● **YOUR INSTRUCTIONS**: Each line in the listing below that contains "ridge" should be returned.

● **INFORMATION PROVIDED**:
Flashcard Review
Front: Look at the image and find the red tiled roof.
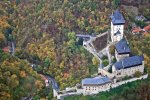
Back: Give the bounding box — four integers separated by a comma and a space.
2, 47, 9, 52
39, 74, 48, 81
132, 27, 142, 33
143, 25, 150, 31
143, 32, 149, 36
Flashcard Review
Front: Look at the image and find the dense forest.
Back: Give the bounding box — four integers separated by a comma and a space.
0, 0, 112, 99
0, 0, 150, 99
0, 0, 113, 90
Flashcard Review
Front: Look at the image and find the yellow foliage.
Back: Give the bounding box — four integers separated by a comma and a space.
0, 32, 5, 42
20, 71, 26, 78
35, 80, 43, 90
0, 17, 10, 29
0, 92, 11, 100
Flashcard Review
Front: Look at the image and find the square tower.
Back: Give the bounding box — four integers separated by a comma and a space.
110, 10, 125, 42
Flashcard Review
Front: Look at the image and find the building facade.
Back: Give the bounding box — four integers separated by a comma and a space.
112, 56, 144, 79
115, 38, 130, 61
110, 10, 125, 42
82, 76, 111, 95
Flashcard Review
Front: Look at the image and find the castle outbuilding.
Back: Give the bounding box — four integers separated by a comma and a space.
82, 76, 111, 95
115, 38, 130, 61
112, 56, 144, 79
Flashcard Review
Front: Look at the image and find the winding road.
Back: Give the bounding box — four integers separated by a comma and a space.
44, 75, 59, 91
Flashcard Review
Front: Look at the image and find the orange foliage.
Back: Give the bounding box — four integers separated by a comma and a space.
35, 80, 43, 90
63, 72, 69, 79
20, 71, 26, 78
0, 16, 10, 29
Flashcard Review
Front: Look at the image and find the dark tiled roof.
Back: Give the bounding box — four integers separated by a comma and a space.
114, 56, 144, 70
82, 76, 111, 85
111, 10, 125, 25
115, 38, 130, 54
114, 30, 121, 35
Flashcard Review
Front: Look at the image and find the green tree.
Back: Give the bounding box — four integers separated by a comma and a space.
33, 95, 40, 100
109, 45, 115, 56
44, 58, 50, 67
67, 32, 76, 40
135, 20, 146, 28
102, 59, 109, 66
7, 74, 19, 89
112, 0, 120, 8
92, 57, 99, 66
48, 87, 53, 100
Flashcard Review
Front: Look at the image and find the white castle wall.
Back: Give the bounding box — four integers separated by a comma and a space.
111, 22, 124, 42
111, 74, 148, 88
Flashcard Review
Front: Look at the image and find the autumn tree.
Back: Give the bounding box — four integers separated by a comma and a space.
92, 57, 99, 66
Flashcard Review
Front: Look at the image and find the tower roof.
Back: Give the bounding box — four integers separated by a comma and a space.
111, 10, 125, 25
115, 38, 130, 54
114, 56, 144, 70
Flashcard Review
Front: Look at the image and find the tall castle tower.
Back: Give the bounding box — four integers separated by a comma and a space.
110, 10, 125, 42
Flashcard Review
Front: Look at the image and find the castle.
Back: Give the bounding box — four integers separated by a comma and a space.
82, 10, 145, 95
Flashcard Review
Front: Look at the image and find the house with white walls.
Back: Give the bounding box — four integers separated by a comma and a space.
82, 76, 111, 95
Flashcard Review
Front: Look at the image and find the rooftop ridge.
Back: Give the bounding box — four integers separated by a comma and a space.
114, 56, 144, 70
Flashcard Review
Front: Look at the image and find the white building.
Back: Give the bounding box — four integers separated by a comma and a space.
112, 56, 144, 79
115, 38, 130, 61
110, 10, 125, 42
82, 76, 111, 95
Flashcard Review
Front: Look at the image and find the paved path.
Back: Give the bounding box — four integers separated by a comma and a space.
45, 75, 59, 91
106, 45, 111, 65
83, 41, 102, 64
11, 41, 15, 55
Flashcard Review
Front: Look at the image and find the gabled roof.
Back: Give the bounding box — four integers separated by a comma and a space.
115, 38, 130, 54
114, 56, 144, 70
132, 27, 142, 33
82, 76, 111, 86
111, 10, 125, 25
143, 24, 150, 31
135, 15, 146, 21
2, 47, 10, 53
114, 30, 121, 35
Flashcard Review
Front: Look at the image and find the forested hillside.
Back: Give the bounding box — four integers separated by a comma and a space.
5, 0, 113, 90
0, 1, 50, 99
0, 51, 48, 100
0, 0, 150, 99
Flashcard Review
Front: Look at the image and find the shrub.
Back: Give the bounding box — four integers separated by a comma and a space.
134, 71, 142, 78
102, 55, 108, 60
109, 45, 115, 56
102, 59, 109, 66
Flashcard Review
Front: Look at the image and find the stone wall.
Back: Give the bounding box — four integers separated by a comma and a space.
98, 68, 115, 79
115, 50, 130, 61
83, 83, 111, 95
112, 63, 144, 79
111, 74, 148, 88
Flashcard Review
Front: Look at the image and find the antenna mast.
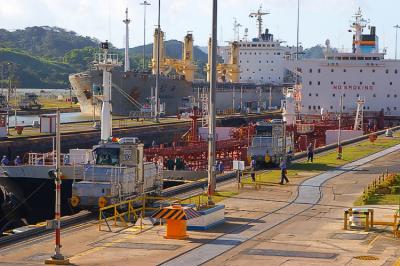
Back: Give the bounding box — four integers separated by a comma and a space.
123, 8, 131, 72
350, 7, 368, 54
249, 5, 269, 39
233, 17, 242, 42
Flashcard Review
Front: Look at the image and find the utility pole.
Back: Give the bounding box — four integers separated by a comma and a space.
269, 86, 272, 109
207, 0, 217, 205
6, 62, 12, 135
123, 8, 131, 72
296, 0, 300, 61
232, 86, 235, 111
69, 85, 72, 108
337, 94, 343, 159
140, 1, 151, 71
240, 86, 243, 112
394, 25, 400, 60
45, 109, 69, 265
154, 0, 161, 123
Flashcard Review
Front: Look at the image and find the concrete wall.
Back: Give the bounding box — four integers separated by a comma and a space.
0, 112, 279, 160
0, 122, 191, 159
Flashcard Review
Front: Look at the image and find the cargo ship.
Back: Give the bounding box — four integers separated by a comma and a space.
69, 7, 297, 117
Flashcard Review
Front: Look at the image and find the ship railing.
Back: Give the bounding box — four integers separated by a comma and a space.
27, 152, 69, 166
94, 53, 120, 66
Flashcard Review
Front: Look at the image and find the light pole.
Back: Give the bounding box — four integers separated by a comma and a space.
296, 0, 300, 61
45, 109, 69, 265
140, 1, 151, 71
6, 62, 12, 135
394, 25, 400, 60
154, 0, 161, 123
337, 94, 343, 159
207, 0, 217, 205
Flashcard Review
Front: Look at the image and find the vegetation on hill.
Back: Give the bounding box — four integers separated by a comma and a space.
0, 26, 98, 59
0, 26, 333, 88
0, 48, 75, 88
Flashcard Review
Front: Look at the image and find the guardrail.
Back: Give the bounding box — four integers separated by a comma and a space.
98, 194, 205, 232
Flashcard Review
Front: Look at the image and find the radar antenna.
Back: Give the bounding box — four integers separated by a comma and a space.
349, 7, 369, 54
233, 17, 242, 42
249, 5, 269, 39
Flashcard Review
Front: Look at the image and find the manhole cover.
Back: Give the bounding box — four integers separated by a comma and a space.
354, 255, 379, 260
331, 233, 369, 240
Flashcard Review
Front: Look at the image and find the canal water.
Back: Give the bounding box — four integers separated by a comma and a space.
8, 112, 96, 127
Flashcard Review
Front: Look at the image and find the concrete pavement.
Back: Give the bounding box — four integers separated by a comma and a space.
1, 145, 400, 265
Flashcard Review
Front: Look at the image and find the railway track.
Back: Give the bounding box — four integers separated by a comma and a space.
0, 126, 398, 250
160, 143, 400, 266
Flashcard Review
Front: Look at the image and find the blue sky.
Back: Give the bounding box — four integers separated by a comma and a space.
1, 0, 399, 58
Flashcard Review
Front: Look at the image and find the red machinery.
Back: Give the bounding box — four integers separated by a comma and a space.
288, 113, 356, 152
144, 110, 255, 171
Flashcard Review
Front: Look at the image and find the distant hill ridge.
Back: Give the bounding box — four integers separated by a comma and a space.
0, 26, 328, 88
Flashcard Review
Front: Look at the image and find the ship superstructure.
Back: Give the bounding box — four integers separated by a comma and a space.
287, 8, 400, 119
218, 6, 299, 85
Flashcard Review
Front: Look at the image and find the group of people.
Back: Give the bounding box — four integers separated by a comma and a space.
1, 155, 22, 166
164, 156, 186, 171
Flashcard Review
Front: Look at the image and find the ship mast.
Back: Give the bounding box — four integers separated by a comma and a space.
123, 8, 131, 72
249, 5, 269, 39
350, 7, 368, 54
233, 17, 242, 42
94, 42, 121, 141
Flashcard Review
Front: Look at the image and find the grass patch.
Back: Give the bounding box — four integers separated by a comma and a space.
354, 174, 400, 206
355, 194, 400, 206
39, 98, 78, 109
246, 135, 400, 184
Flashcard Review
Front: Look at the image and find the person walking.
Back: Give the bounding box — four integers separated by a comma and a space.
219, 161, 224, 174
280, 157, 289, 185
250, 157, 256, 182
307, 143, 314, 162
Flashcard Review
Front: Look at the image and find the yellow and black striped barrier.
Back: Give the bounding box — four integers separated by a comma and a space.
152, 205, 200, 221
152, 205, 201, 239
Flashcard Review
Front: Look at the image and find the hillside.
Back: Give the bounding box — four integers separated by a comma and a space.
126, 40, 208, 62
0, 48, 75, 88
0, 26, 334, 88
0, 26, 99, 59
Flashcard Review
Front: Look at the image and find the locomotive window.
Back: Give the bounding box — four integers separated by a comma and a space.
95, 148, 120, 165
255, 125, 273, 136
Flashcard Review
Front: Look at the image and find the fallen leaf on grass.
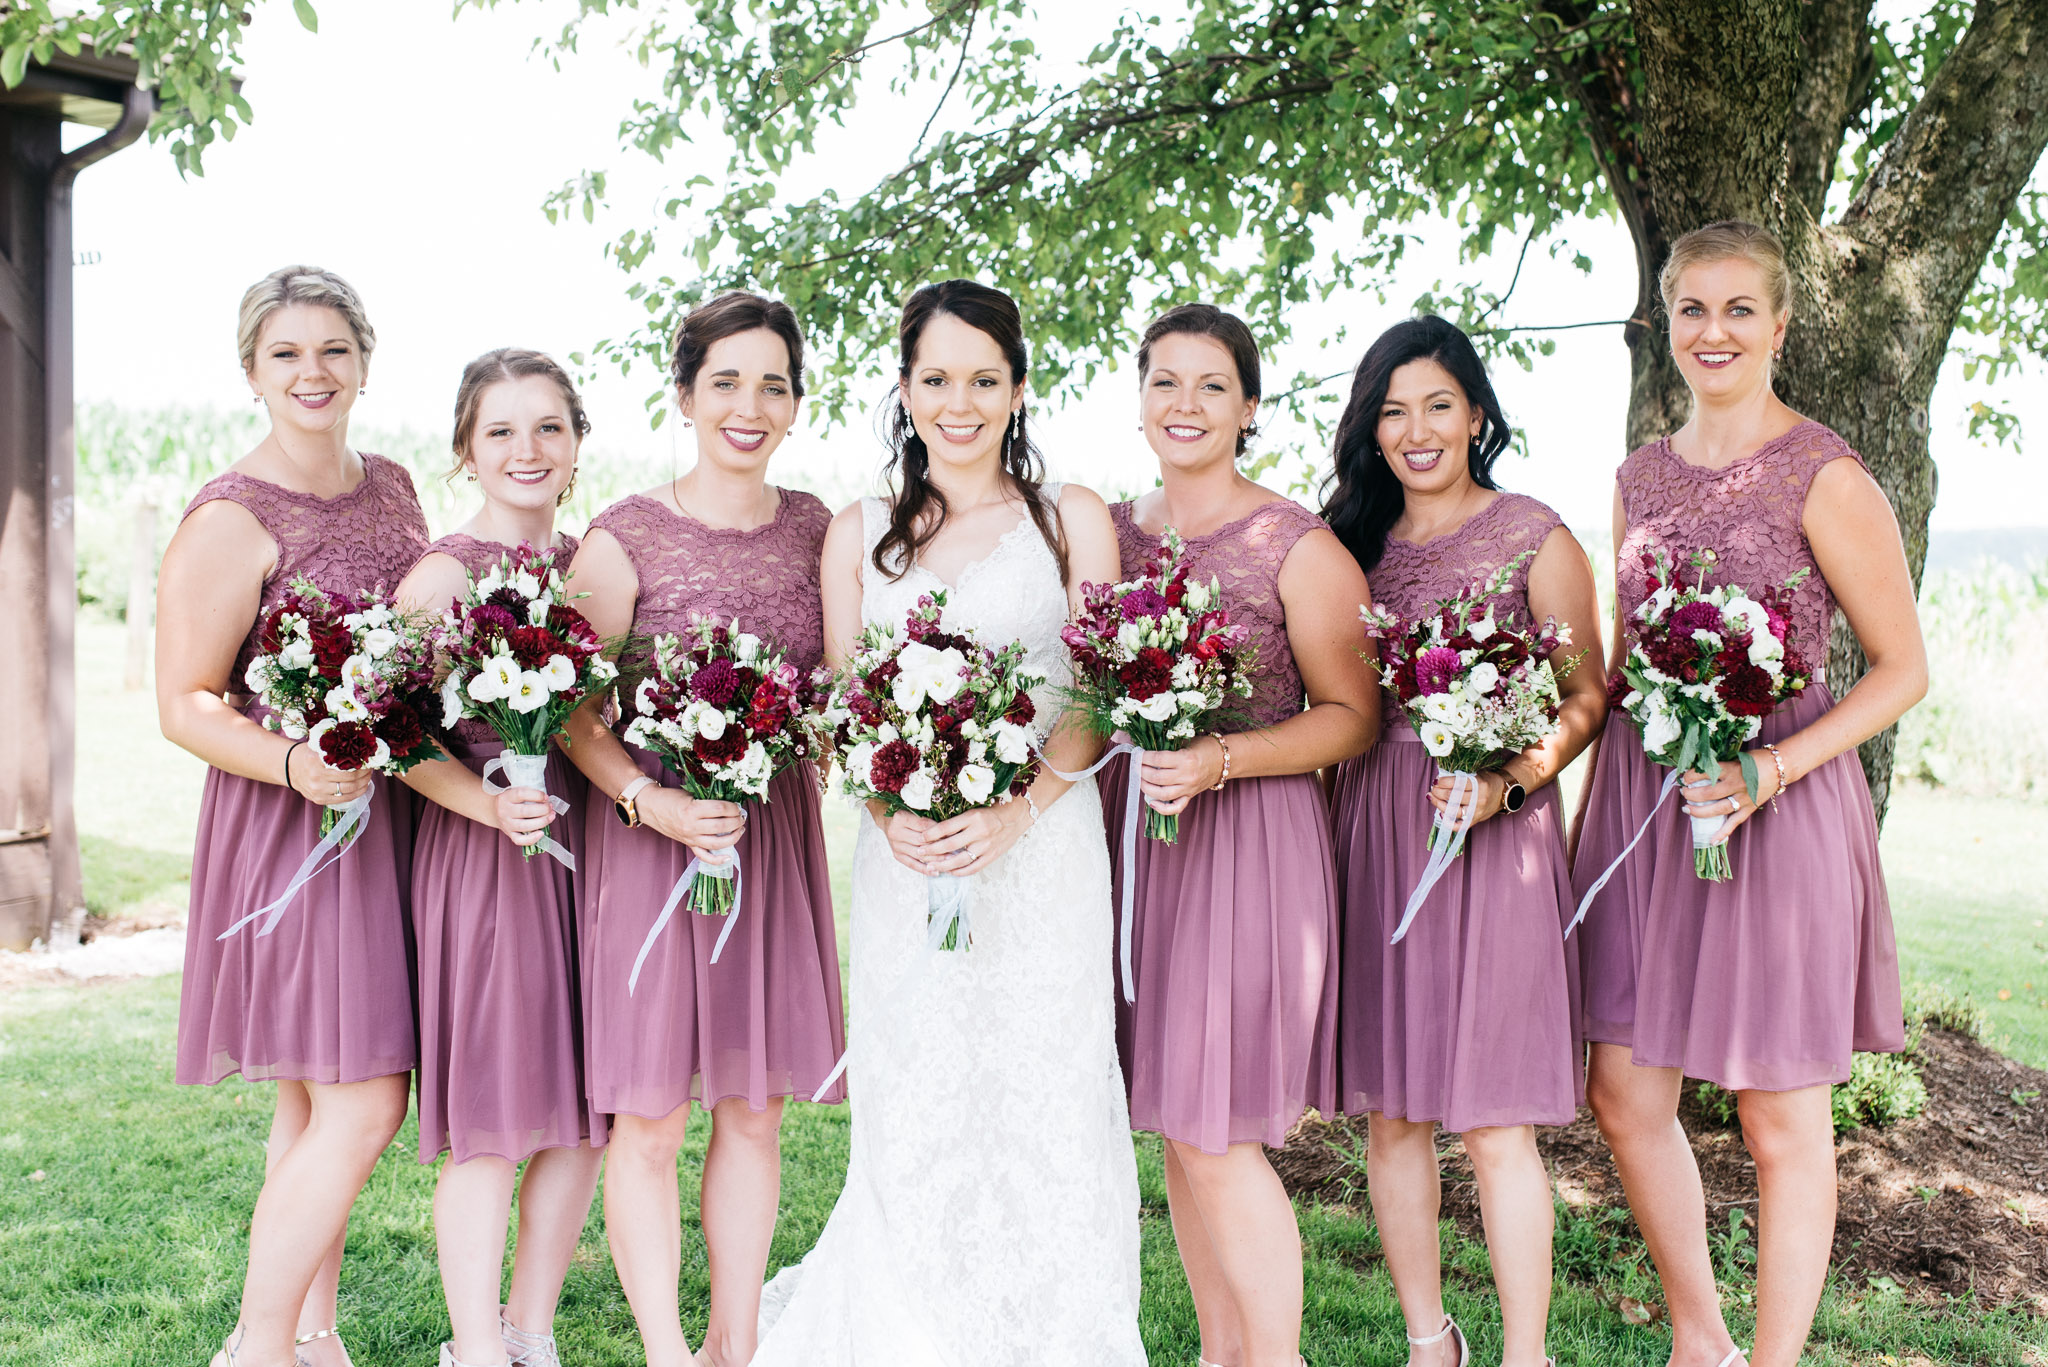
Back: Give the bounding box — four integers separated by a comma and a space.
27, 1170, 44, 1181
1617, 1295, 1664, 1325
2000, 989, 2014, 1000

● **WRITTEN ANSWER**:
Front: Look at the image and find the rooftop ridge.
Front: Look at the image and find the distant hill ridge.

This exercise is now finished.